PROBLEM DETAILS
All lines from the one with "Return one point per instance of the distant haze" to the end of the data: return those exactly, and only those.

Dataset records

━━━━━━━━━━━━━━━━━━━━━━━━━━━━━━

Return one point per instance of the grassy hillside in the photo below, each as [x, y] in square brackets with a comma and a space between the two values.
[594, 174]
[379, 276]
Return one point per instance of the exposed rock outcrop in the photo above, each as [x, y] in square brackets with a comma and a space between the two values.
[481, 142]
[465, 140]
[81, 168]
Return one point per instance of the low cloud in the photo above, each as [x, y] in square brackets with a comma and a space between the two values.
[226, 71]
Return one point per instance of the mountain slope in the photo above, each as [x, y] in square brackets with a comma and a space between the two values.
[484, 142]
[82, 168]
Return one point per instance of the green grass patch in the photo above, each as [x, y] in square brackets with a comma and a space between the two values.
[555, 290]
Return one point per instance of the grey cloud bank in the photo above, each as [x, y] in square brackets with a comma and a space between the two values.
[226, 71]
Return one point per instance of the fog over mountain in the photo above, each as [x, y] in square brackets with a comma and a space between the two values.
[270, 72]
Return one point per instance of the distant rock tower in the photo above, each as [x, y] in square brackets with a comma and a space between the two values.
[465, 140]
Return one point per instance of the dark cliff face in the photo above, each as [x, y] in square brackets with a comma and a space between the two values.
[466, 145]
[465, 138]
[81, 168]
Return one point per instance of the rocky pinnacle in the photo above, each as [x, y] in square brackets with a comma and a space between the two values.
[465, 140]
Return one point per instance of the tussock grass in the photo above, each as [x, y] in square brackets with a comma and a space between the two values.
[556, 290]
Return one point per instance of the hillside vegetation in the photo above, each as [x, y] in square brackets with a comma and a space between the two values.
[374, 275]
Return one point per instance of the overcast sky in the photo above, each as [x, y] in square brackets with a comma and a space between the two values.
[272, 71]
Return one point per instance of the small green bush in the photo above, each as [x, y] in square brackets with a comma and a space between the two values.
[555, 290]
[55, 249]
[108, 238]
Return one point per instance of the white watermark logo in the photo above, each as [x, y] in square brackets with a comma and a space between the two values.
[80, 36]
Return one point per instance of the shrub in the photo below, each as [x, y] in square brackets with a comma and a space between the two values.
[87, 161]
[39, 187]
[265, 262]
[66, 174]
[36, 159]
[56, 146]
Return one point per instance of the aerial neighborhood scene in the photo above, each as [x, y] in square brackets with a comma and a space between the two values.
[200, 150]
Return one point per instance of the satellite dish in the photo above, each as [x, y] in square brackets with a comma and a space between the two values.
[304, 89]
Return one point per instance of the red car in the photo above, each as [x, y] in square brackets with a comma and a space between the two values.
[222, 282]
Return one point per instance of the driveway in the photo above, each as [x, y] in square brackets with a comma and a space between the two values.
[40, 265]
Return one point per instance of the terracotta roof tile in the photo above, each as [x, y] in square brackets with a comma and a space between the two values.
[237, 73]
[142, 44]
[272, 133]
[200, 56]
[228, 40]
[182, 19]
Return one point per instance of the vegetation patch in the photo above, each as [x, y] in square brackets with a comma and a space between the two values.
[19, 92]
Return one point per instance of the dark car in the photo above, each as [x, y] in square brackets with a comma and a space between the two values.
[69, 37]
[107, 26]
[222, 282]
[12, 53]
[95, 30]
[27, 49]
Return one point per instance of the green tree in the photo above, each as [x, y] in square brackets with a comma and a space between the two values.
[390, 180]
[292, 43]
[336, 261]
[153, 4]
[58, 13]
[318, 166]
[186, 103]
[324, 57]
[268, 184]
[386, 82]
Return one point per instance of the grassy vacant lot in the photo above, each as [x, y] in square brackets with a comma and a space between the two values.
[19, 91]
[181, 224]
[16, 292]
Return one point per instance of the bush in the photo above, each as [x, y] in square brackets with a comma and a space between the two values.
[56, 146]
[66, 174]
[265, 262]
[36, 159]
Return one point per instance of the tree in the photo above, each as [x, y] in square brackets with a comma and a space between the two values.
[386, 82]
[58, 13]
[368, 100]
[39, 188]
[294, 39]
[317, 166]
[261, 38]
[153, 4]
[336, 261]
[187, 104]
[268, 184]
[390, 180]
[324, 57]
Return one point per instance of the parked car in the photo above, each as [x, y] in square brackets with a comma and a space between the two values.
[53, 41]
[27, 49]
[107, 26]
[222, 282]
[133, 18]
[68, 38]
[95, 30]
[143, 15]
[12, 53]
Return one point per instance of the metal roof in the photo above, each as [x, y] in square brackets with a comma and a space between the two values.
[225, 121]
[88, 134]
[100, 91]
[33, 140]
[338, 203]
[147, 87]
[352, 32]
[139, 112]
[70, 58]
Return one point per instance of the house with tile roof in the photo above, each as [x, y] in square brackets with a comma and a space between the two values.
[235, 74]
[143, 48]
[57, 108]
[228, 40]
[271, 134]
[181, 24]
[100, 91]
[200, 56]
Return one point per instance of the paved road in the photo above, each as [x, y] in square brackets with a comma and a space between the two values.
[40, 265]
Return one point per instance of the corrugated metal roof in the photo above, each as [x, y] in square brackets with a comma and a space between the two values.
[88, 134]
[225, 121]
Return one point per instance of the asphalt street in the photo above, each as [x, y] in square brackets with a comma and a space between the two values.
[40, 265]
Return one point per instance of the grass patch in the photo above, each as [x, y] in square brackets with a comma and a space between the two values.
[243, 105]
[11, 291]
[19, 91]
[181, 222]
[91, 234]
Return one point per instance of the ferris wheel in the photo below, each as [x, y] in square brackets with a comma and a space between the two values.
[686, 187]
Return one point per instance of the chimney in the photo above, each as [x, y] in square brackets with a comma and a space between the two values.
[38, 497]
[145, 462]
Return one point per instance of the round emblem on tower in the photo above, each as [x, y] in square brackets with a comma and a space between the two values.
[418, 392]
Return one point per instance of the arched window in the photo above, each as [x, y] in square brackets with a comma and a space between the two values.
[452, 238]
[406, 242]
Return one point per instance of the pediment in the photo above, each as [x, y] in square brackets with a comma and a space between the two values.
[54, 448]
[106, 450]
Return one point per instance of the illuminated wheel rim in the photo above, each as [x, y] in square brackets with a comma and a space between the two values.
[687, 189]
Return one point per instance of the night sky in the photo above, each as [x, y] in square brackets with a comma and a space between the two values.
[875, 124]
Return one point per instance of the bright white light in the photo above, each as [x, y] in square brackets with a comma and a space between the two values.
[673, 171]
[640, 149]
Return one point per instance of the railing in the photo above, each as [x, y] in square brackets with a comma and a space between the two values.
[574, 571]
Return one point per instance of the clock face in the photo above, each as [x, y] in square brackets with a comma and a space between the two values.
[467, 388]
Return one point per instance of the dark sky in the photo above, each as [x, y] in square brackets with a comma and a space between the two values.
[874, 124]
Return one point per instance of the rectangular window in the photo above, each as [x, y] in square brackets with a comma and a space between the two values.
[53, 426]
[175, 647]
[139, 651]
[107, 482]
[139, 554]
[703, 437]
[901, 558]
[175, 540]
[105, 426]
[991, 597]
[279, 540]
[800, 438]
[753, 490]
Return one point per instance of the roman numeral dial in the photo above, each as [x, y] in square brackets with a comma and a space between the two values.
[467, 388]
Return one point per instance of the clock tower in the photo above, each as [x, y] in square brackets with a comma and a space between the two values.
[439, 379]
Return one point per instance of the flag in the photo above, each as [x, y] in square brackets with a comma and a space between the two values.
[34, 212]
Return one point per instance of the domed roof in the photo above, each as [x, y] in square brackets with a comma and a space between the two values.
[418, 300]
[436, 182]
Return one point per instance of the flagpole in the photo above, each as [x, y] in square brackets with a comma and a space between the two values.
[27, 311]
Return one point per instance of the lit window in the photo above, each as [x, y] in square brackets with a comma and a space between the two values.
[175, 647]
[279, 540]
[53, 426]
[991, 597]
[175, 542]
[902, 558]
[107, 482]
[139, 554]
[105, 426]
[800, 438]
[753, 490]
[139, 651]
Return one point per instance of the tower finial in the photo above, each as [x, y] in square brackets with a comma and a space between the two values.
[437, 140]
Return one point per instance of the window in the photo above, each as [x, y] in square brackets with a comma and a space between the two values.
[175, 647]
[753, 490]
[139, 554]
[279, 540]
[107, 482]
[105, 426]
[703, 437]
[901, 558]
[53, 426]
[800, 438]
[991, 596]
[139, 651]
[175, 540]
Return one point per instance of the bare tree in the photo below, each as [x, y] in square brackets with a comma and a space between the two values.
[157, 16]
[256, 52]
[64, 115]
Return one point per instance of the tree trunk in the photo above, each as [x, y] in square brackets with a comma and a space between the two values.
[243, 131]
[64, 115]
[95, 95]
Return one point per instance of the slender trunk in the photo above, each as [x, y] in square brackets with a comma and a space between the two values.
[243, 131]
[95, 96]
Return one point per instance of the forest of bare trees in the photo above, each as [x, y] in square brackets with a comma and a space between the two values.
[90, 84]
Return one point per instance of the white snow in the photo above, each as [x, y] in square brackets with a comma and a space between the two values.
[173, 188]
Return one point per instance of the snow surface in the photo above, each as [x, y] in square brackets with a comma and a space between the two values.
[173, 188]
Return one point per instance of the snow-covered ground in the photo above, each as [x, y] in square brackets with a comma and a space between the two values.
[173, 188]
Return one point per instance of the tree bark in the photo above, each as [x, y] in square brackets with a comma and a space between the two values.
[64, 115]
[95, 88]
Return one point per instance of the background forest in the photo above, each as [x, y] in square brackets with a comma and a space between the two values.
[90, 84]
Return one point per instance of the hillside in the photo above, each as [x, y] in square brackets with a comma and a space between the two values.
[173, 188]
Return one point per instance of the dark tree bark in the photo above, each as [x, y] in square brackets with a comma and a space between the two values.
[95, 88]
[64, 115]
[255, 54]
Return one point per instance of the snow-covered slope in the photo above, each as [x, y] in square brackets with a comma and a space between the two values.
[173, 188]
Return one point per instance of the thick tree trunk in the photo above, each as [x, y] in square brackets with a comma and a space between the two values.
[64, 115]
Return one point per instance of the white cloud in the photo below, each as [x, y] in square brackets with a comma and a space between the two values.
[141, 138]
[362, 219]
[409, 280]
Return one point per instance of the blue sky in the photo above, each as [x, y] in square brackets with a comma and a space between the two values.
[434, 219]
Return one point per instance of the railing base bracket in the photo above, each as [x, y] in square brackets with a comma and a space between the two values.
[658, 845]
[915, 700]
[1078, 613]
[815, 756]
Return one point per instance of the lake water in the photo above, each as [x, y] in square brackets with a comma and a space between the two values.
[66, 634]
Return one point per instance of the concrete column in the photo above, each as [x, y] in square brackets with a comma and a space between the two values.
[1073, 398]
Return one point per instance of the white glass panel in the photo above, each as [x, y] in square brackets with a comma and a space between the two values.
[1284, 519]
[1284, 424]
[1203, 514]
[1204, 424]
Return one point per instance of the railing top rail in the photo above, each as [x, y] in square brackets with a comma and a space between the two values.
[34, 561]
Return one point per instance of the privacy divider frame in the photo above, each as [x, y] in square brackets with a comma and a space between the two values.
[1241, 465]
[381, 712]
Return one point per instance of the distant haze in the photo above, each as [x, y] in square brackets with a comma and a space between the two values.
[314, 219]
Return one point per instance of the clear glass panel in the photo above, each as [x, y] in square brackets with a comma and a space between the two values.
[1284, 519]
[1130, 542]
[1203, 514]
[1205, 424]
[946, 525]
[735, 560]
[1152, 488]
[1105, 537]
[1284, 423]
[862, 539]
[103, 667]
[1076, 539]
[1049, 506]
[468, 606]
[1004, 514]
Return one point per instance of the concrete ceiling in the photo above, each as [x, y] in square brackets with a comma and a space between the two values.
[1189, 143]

━━━━━━━━━━━━━━━━━━━━━━━━━━━━━━

RESULT BELOW
Return one point per instance of the distant haze in the photo above, each as [x, y] in square brackets with a comma and a space between the two values.
[314, 219]
Return one point per instance of the clear glass panel in the photo above, each as [x, y] in square brackets with a comma and a space between the two values.
[1284, 519]
[1130, 542]
[1203, 514]
[1205, 424]
[946, 525]
[735, 560]
[1152, 488]
[1105, 537]
[1284, 423]
[862, 539]
[103, 667]
[1076, 539]
[1049, 506]
[468, 606]
[1004, 514]
Return one point per instance of the concrete ceiling in the photo above, each as [x, y] in square brackets with a comma and a space between the two values.
[1189, 143]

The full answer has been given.